* _Kutipan Teks_
════════════════

Tauhid Nur Azhar

Kota Peri di Jalur Sutra

Suhu malam itu terjun bebas menyentuh angka 4°C di bawah nol. Sambil menahan dingin di pukul 01.00 dini hari, saya berdiri di depan teras kamar di lantai 5 sebuah hotel tua dengan gaya arsitektur sosialis khas era USSR, tepat di depan alun-alun kota Bukhara.

Secangkir kopi Kapal Api dari sachet yang saya bawa dari Indonesia menemani dan menghangatkan malam dengan aromanya yang khas. Saya memang menyengaja keluar ke teras di malam yang membekukan ini, terdorong oleh rasa penasaran untuk menikmati lanskap dan gemerlapnya lampu kota Bukhara di sisi modern yang merupakan warisan masa pembangunan di masa Uni Soviet masih berjaya.

Unik rasanya, membayangkan bahwa di sisi kota yang berbeda, di bawah langit yang sama, berdiri dengan megahnya bangunan-bangunan berwarna pastel senada dengan tanah yang telah menyimpan cerita tentang peradaban dari hampir 30 abad yang lalu.

Sisi kota yang berbeda dimana kemarin siang sempat saya jelajahi secara singkat. Menelusuri lorong demi lorong dengan para penjaja kupluk bulu khas Kaukasia dan aneka merchandise ramah menyapa. Pipi mereka merah dan senyum senantiasa merekah. Tapi sensasi yang saya rasakan saat berjalan di terowongan-terowongan antar bangunan berwarna tanah itu adalah suatu perasaan yang tak dapat saya bayangkan. Formulasi sempurna antara gairah dan rasa keingintahuan yang tetiba membuncah. Lorong dan terowongan itu seolah membawa saya terlontar ke masa berabad-abad yang lampau. Masa di mana kota tua Bukhara berjaya sebagai oase singgah para kabilah pedagang rempah di Jalur Sutra.

════════════════

* _Petunjuk_
Tuliskan lanjutan catatan perjalanan tentang Bukhara di atas, mulai tepat setelah kalimat terakhirnya.

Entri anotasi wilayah
════════════════

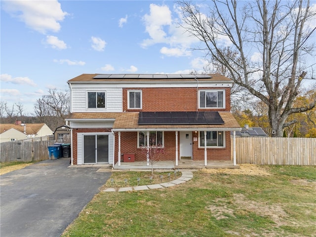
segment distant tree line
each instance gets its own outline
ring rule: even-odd
[[[65,124],[65,117],[70,111],[70,100],[68,91],[49,89],[47,94],[37,100],[31,115],[25,114],[25,108],[21,102],[10,106],[6,101],[0,101],[0,122],[44,123],[54,131],[56,127]]]

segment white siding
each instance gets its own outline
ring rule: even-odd
[[[105,84],[75,84],[72,85],[72,112],[121,112],[122,88],[105,87]],[[105,91],[104,109],[87,109],[87,91]]]
[[[113,144],[114,136],[111,132],[79,132],[77,134],[77,164],[83,164],[83,135],[109,135],[109,163],[113,163]]]
[[[71,126],[73,128],[112,128],[113,127],[113,121],[85,121],[85,122],[76,122],[72,121]]]

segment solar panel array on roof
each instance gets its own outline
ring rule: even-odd
[[[94,79],[194,79],[211,78],[207,74],[99,74],[93,77]]]
[[[216,111],[140,112],[138,124],[222,124]]]

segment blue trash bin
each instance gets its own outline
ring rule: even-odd
[[[60,150],[60,146],[53,145],[52,146],[48,146],[48,154],[49,155],[49,159],[57,159],[59,158],[59,150]]]
[[[58,147],[58,152],[59,153],[58,155],[58,158],[63,157],[63,150],[61,147],[62,144],[62,143],[55,143],[54,144],[54,146],[56,146],[56,147]]]

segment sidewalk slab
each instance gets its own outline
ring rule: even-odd
[[[114,188],[108,188],[103,190],[103,192],[116,192],[117,189]]]
[[[186,177],[183,177],[183,176],[181,176],[178,179],[177,179],[178,180],[183,180],[184,181],[188,181],[190,179],[191,179],[191,178],[187,178]]]
[[[182,174],[181,177],[185,177],[187,178],[193,178],[193,174]]]
[[[131,187],[126,187],[125,188],[120,188],[118,192],[132,191],[133,188]]]
[[[161,186],[160,184],[151,184],[147,185],[147,187],[150,189],[161,189],[161,188],[163,188],[163,187]]]
[[[147,190],[148,189],[148,187],[146,185],[142,185],[141,186],[134,186],[133,187],[134,190],[138,191],[139,190]]]
[[[183,180],[179,180],[178,179],[176,179],[175,180],[172,180],[172,181],[170,181],[170,183],[171,183],[172,184],[183,184],[183,183],[185,183],[186,181],[184,181]]]
[[[162,184],[160,184],[161,186],[163,186],[165,188],[168,188],[168,187],[175,186],[175,184],[172,184],[171,183],[162,183]]]

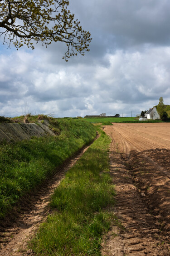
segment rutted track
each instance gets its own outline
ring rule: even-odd
[[[97,135],[96,139],[98,137]],[[2,256],[34,255],[27,251],[28,241],[37,230],[39,224],[51,213],[48,206],[50,196],[64,177],[68,170],[74,165],[87,150],[84,147],[72,159],[57,169],[53,176],[47,179],[36,191],[24,199],[10,220],[0,224],[0,255]]]
[[[114,211],[124,228],[113,226],[104,237],[103,255],[170,255],[170,169],[165,163],[169,162],[170,153],[166,148],[155,149],[170,148],[170,125],[113,124],[105,128],[112,139],[110,158],[116,185]],[[166,133],[164,139],[162,134]]]

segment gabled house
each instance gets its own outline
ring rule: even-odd
[[[99,115],[100,116],[106,116],[106,113],[102,113]]]
[[[153,120],[160,119],[160,115],[156,110],[156,107],[149,109],[146,113],[145,116],[146,117],[147,119],[153,119]]]

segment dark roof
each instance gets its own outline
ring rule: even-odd
[[[150,114],[150,113],[152,112],[153,109],[154,109],[153,108],[150,109],[150,110],[148,110],[148,111],[146,112],[146,113],[145,113],[145,115],[148,115],[148,114]]]

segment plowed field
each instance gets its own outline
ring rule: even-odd
[[[104,130],[122,227],[113,226],[102,254],[170,255],[170,123],[113,124]]]

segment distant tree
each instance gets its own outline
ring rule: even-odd
[[[162,118],[163,117],[164,115],[165,116],[165,110],[164,99],[162,97],[160,97],[159,99],[159,103],[157,106],[157,111],[160,116],[160,120],[162,120]]]
[[[168,119],[168,114],[164,111],[161,116],[161,120],[162,121],[166,121]]]
[[[145,114],[146,113],[146,112],[147,111],[147,110],[145,110],[145,111],[142,111],[141,112],[141,116],[142,116],[142,117],[143,117],[144,116],[145,116]]]
[[[66,44],[66,60],[77,52],[89,51],[90,33],[83,30],[67,8],[68,0],[0,0],[0,36],[18,50],[32,40],[47,46],[53,41]]]

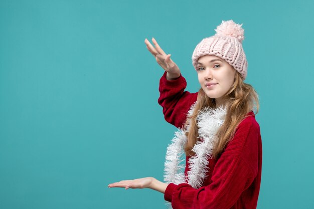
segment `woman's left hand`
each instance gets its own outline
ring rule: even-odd
[[[125,180],[115,183],[110,183],[108,187],[125,187],[125,189],[131,188],[150,188],[154,178],[146,177],[134,180]]]

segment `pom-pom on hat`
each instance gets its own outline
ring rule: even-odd
[[[200,42],[192,55],[192,64],[197,70],[197,61],[206,55],[219,57],[232,65],[245,79],[247,73],[247,61],[242,48],[244,30],[232,20],[222,21],[215,30],[216,33],[205,38]]]

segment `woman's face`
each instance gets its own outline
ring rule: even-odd
[[[222,102],[222,96],[230,89],[236,71],[224,59],[214,55],[205,55],[198,60],[198,77],[204,92],[216,99],[216,104]]]

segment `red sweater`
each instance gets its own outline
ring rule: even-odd
[[[182,127],[186,114],[197,99],[197,93],[184,91],[182,76],[175,80],[160,80],[159,103],[166,120]],[[203,186],[195,189],[188,183],[170,183],[165,199],[174,209],[256,208],[262,168],[262,142],[259,125],[252,111],[239,125],[234,137],[218,159],[209,159],[208,177]],[[189,157],[186,157],[187,163]],[[185,174],[189,167],[186,166]]]

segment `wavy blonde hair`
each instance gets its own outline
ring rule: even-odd
[[[226,107],[227,114],[223,124],[216,133],[218,141],[214,145],[212,155],[217,159],[224,151],[227,143],[233,137],[235,130],[240,123],[246,117],[246,115],[256,107],[256,115],[258,112],[259,104],[258,95],[250,84],[244,82],[240,74],[237,71],[235,81],[230,89],[224,95],[227,98]],[[190,119],[190,131],[186,135],[188,141],[185,145],[184,150],[187,156],[194,155],[192,150],[199,140],[198,127],[197,125],[196,116],[201,110],[206,107],[216,108],[216,100],[207,96],[201,88],[198,92],[197,103]],[[186,121],[187,122],[188,120]]]

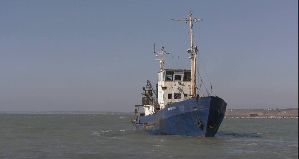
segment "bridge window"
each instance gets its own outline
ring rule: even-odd
[[[181,93],[175,93],[174,99],[181,99],[182,98],[182,94]]]
[[[173,80],[173,71],[166,72],[166,81],[172,81]]]
[[[180,81],[182,80],[182,76],[183,75],[182,72],[176,71],[174,74],[175,75],[174,76],[175,81]]]
[[[174,76],[175,81],[181,81],[182,75],[176,75]]]
[[[191,72],[184,72],[184,81],[191,81]]]

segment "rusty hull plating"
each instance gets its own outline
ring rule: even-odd
[[[152,115],[136,114],[131,122],[137,129],[152,135],[213,137],[226,107],[226,103],[218,97],[192,98],[170,104]]]

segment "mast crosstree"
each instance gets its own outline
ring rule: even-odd
[[[171,19],[171,20],[177,21],[183,21],[187,23],[188,21],[190,23],[190,35],[191,38],[191,46],[190,49],[188,49],[188,52],[190,53],[191,56],[189,58],[191,59],[191,92],[190,95],[191,97],[195,97],[196,95],[196,54],[197,52],[197,47],[194,47],[193,41],[193,23],[196,23],[198,21],[200,22],[202,19],[196,19],[196,17],[192,18],[192,14],[193,12],[191,10],[188,17],[182,19]]]
[[[164,55],[171,55],[171,53],[166,53],[166,52],[164,51],[164,47],[162,47],[162,49],[161,49],[161,51],[158,52],[158,53],[156,52],[156,44],[155,44],[155,51],[154,52],[152,53],[153,54],[156,54],[157,57],[158,57],[159,55],[161,55],[161,59],[156,59],[156,61],[160,61],[159,62],[160,63],[160,70],[161,71],[163,70],[163,66],[164,65],[164,61],[166,61],[166,60],[164,60],[163,59],[164,57]]]

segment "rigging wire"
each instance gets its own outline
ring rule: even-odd
[[[210,80],[210,78],[209,78],[209,76],[208,75],[208,73],[207,73],[207,71],[206,70],[205,68],[205,65],[204,65],[203,63],[202,63],[202,58],[200,58],[200,56],[199,55],[199,54],[198,55],[198,56],[199,57],[199,59],[200,60],[200,62],[202,63],[202,66],[203,67],[204,70],[205,70],[205,72],[206,75],[207,75],[207,77],[208,77],[208,79],[209,80],[209,81],[210,82],[210,84],[211,85],[211,91],[212,92],[212,94],[213,94],[213,87],[212,85],[212,83],[211,83],[211,81]]]
[[[198,23],[198,24],[197,24],[197,26],[196,26],[196,28],[195,29],[195,30],[194,30],[194,32],[193,32],[193,35],[194,35],[194,34],[195,34],[195,33],[196,33],[196,30],[197,30],[197,28],[198,28],[198,26],[199,26],[199,23]],[[188,32],[188,33],[190,33],[190,31],[189,31],[189,32]],[[186,37],[187,37],[187,36],[186,36]],[[185,50],[185,48],[186,48],[186,47],[187,47],[187,45],[188,45],[188,44],[189,44],[189,42],[190,42],[190,41],[191,41],[191,39],[190,39],[190,40],[189,40],[189,41],[188,42],[188,43],[187,43],[187,44],[186,44],[186,46],[185,46],[185,47],[184,47],[184,49],[183,49],[183,50],[182,50],[182,51],[181,52],[181,53],[180,53],[180,54],[179,54],[179,56],[180,56],[180,55],[181,55],[181,54],[182,54],[182,53],[184,53],[184,50]]]
[[[176,50],[176,53],[175,53],[174,55],[173,55],[174,56],[176,55],[176,53],[178,53],[178,52],[179,51],[179,50],[180,48],[181,48],[181,47],[182,46],[182,45],[183,45],[183,44],[184,43],[184,42],[185,42],[185,40],[186,39],[186,38],[187,37],[187,36],[188,36],[188,35],[189,34],[189,32],[190,32],[190,31],[189,30],[188,31],[188,33],[187,33],[187,34],[186,34],[186,36],[185,36],[185,38],[184,38],[184,40],[183,41],[183,42],[182,42],[182,43],[181,44],[181,45],[180,45],[180,47],[179,47],[179,48],[178,49],[178,50]]]
[[[204,81],[202,81],[202,77],[200,76],[200,74],[199,74],[199,72],[198,71],[198,69],[197,69],[196,70],[197,70],[197,73],[198,73],[198,75],[199,76],[199,78],[200,78],[200,80],[201,81],[201,82],[202,82],[202,84],[204,85],[204,87],[205,87],[205,88],[206,89],[206,91],[207,91],[207,92],[208,93],[208,95],[211,96],[211,94],[210,93],[210,92],[209,92],[209,91],[208,90],[208,89],[207,88],[207,87],[206,87],[205,85],[205,83],[204,83]]]
[[[187,68],[188,68],[188,67],[189,66],[189,64],[190,64],[190,61],[191,61],[191,59],[190,59],[189,60],[189,62],[188,63],[188,64],[187,65],[187,67],[186,67],[186,69],[185,69],[185,70],[187,70]]]

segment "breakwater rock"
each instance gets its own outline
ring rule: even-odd
[[[241,119],[298,119],[298,116],[225,116],[224,118]]]

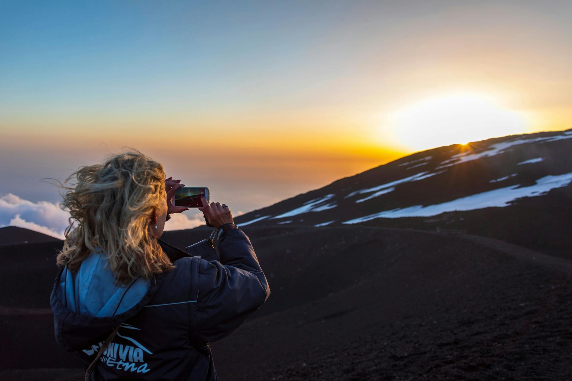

════════════════

* _Hasil Akhir_
Aroma rempah yang khas dan penuh eksotika mencumbu hidung berbaur dengan semerbaknya bau gurih roti Naan yang baru keluar dari tungku tanah liat. Suara adzan mengalun merdu dari menara masjid berpadu dengan hiruk pikuk pedagang di pasar tradisional. Inilah Bukhara, kota oasis di tengah gurun pasir Uzbekistan yang seakan membekukan waktu di masa keemasan Jalur Sutra.

Bukhara, yang namanya berarti biara yang beruntung, memang menyimpan sejuta pesona yang membuatnya layak disebut sebagai salah satu kota terindah di Asia Tengah. Didirikan lebih dari 2.500 tahun yang lalu, Bukhara menjadi saksi bisu kejayaan berbagai peradaban, dari Persia, Sogdiana, hingga Samanid. Lokasinya yang strategis di jalur perdagangan antara Timur dan Barat menjadikannya pusat pertukaran budaya, ilmu pengetahuan, dan agama.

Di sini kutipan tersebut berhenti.